| REQUIRED TASKS |
a: Answer these questions from the extract on the diluent-free method:
(i) What proportion of diluent, relative to the starting material, does "essentially without diluent" mean?
(ii) Which alkaline hydroxides are preferred?
(iii) How many carbon atoms do the alcoholates preferably contain?
b: Can you reproduce word for word everything in the extract on the diluent-free method from "Of the alkaline" down to "or alcoholic solution."?

| EXTRACT |

----

The method in accordance with the invention is preferably performed essentially without diluent. This means a proportion of less than 5% by weight, preferably less than 2% by weight, of diluent with reference to the starting material.
For the method in accordance with the invention additional basic additives from the group comprising alkali hydroxides, alkaline earth hydroxides, alkaline alcoholates, alkaline earth alcoholates and amines can be used.
Of the alkaline hydroxides, sodium hydroxide and potassium hydroxide are preferred. The alkaline and alkaline earth hydroxides can be used in purum or as an aqueous or alcoholic solution.
The alcoholates preferably contain between 1 and 4 carbon atoms and are preferably selected from the group comprising methanolate, ethanolate, isopropanolate and tert.-butanolate, with particular preference for methanolate and ethanolate. Especially preferred alkaline alcoholates are sodium methanolate and sodium ethanolate.

----

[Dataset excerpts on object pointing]
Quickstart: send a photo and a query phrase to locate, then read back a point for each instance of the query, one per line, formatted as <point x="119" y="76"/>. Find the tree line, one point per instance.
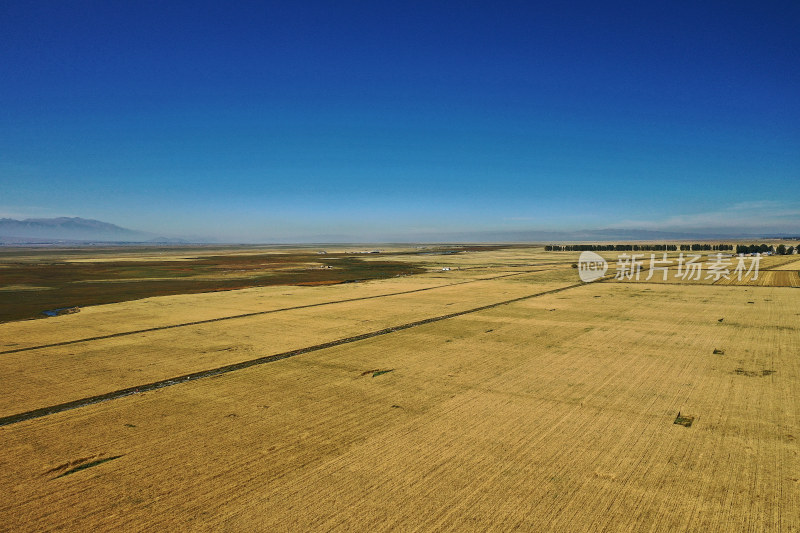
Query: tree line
<point x="781" y="249"/>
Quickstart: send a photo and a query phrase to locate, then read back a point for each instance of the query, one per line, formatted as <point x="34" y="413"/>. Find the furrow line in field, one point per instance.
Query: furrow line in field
<point x="256" y="313"/>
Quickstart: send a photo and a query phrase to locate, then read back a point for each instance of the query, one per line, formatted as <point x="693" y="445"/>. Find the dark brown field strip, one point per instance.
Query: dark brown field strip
<point x="83" y="402"/>
<point x="256" y="313"/>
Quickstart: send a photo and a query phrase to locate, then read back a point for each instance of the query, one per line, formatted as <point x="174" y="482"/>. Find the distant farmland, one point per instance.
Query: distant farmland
<point x="487" y="389"/>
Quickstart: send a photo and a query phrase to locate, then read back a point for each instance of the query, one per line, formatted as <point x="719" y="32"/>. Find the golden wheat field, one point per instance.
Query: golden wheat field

----

| ANSWER LIST |
a:
(i) Less than 5% by weight, preferably less than 2% by weight.
(ii) Sodium hydroxide and potassium hydroxide.
(iii) Between 1 and 4.

b:
Of the alkaline hydroxides, sodium hydroxide and potassium hydroxide are preferred. The alkaline and alkaline earth hydroxides can be used in purum or as an aqueous or alcoholic solution.